**WHAT YOU HAVE TO DO**
Locate the word "dark" in the data below, then copy every line that holds it.

**MATERIALS PROVIDED**
····················

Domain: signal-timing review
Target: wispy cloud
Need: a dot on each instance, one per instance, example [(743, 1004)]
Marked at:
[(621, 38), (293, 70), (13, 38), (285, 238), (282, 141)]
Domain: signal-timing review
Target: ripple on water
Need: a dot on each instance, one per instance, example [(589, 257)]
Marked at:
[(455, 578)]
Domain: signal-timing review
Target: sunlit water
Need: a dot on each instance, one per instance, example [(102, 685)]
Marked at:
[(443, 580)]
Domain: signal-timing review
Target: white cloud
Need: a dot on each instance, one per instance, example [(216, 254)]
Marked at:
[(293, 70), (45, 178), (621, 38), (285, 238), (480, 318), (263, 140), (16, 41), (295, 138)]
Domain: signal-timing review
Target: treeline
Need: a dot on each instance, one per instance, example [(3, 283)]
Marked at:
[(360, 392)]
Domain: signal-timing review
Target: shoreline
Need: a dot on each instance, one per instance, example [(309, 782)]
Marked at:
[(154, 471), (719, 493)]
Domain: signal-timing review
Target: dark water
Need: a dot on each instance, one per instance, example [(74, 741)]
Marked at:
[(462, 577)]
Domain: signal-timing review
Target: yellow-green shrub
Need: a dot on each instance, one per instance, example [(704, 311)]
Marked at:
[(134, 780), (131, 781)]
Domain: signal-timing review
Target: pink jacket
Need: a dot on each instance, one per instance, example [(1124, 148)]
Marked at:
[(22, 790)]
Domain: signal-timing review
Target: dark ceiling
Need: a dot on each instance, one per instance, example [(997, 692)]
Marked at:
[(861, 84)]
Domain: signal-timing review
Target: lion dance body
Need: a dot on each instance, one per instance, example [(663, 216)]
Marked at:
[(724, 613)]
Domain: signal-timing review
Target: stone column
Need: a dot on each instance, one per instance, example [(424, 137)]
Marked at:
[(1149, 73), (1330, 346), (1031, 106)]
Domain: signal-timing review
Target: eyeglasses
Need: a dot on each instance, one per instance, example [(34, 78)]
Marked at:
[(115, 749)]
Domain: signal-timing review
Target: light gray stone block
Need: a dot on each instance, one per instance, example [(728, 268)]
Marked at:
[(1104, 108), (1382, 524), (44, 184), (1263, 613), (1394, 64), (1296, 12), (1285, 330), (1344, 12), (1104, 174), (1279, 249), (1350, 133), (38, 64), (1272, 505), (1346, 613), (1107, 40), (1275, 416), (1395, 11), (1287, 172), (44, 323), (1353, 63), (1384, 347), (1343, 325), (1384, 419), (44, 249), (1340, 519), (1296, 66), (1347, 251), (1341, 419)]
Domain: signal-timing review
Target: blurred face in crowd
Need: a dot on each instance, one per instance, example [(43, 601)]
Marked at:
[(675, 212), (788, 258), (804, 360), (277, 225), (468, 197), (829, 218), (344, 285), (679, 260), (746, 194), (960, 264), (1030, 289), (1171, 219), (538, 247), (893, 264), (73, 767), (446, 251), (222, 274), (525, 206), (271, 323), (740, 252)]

····················

**SOLUTION BELOW**
Target: dark water
Target: dark ceiling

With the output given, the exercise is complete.